** Opening Recorded data block **

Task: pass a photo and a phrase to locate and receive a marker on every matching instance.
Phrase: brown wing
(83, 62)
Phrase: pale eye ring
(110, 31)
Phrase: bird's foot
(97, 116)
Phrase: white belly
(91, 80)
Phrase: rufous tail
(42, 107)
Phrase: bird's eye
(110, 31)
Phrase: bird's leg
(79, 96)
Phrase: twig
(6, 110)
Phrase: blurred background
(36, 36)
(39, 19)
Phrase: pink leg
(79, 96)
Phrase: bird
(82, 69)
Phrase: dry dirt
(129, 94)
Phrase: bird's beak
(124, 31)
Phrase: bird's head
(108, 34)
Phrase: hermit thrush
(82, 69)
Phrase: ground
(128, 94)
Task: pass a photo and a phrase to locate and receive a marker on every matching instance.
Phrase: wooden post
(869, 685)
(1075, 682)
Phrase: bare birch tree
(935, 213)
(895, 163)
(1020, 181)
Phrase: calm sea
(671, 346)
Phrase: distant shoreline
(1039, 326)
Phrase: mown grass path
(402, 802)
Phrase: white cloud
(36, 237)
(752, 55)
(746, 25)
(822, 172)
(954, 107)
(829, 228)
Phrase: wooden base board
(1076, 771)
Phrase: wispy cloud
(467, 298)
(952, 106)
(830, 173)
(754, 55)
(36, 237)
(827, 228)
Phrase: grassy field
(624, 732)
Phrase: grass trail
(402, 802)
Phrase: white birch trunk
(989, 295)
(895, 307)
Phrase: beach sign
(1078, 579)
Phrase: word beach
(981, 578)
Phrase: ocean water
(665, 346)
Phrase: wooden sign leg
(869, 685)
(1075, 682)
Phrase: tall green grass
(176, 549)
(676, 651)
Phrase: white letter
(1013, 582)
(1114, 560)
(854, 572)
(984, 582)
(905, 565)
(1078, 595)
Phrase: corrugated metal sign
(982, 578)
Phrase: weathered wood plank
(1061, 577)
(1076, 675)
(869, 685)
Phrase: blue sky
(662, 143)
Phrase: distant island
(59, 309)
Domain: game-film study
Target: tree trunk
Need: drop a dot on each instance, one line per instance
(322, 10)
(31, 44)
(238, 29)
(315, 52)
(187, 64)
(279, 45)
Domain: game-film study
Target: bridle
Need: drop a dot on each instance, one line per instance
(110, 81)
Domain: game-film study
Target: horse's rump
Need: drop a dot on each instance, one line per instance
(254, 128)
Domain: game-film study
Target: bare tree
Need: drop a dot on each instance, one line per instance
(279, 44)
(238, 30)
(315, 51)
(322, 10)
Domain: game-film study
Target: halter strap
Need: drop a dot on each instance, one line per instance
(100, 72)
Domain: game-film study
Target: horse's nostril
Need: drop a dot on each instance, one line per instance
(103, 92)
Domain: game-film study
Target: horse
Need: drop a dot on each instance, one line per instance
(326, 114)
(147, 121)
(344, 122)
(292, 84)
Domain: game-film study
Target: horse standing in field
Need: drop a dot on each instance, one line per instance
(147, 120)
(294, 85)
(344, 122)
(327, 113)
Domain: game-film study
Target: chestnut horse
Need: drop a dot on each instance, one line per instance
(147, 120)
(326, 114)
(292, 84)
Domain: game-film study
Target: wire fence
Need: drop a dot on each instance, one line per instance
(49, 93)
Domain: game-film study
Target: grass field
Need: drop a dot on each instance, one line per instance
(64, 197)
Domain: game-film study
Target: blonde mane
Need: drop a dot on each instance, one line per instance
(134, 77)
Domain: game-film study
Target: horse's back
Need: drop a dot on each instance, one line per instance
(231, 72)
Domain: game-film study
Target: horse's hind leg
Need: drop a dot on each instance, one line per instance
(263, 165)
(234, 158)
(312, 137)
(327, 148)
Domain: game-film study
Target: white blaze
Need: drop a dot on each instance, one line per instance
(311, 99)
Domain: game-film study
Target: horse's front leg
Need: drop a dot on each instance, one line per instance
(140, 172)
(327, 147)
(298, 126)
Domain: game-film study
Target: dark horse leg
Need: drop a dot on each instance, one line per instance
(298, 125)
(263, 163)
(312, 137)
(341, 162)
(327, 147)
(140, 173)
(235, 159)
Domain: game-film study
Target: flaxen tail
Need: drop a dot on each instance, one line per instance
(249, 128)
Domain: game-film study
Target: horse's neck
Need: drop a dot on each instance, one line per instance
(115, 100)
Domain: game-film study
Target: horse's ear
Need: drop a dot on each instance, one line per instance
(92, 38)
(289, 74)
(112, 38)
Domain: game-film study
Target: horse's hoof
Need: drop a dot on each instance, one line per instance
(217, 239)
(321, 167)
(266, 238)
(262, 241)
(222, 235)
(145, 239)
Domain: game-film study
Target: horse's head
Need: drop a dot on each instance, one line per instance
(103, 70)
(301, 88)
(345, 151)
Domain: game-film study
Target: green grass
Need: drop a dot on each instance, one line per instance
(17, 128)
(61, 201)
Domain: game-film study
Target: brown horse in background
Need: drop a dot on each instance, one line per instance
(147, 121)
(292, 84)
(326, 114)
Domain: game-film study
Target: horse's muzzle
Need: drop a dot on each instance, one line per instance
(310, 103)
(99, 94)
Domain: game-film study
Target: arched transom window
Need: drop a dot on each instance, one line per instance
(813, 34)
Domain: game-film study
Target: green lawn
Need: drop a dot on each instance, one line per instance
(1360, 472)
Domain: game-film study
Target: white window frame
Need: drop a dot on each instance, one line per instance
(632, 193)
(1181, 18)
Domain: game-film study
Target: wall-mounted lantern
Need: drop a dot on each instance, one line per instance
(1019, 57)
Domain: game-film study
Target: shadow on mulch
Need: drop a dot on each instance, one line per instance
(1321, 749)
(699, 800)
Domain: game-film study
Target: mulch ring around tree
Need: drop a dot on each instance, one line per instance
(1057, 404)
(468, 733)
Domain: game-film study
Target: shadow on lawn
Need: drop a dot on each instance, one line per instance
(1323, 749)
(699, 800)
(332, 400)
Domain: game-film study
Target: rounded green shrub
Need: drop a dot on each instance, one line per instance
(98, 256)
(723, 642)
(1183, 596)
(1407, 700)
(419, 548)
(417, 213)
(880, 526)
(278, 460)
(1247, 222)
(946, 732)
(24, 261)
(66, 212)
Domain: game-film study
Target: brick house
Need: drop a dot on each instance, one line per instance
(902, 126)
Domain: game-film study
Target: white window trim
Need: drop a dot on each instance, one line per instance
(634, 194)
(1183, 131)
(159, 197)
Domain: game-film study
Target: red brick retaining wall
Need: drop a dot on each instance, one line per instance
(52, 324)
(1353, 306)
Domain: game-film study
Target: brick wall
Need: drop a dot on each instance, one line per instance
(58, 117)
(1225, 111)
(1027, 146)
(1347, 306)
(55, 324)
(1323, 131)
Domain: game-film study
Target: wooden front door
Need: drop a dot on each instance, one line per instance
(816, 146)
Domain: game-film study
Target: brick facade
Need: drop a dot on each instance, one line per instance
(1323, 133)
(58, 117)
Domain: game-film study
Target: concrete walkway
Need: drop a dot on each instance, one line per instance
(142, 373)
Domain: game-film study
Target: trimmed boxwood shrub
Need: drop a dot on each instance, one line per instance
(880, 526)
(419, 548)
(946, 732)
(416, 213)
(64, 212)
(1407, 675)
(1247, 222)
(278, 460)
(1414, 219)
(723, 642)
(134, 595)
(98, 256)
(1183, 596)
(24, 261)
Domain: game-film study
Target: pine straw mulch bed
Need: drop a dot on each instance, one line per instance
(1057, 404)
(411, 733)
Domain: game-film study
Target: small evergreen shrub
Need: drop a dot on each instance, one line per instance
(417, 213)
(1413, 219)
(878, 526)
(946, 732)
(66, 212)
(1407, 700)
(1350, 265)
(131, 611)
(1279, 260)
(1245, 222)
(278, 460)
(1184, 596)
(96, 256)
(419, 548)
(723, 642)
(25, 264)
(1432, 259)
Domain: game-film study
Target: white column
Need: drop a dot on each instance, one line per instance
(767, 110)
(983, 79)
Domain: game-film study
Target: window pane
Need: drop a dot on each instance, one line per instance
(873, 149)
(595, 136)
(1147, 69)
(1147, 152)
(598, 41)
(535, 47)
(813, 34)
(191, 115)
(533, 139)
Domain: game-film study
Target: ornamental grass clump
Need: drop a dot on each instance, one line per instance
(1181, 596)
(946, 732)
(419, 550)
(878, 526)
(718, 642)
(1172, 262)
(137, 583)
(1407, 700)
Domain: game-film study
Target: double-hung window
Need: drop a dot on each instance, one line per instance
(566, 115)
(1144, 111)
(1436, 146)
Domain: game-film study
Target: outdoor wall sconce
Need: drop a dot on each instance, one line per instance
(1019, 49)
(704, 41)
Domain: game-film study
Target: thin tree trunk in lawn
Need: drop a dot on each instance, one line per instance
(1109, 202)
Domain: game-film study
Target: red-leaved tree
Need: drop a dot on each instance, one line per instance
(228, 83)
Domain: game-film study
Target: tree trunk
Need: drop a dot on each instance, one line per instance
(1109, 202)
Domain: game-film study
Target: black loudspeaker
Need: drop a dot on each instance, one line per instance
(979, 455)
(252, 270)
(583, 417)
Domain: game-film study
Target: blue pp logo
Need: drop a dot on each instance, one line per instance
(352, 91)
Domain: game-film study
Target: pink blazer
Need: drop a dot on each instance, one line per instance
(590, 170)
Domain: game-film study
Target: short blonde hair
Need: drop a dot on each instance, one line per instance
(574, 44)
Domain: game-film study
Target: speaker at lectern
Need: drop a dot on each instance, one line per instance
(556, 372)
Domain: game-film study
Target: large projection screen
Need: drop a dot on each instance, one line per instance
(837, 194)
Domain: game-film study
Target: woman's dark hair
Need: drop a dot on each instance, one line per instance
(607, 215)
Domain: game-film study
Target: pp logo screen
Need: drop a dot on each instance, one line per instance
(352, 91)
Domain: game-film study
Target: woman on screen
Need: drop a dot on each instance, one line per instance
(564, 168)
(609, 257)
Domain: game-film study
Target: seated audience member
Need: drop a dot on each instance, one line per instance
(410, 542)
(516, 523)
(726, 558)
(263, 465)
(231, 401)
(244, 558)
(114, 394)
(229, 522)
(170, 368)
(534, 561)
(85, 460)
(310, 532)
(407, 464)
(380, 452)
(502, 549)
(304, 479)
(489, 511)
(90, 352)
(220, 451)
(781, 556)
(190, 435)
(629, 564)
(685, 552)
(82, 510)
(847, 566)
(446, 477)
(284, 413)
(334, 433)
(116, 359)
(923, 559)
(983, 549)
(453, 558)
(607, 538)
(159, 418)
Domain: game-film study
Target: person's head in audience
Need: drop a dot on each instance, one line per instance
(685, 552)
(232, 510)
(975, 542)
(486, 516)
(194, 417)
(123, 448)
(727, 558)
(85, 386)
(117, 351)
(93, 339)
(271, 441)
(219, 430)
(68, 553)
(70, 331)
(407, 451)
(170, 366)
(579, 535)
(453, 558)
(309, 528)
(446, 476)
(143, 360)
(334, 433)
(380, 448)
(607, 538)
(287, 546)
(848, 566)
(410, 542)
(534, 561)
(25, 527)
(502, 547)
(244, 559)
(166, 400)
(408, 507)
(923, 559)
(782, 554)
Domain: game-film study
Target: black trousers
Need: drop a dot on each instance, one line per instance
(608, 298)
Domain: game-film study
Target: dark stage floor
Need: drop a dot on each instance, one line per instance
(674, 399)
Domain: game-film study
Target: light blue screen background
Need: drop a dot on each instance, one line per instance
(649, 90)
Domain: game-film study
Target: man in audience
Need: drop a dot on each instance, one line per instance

** Closing Recorded data block **

• **Task instructions**:
Check each line of the listing above for the string "lawn", then please give the number of lines where it appears and nothing else.

• **Solution for this exercise**:
3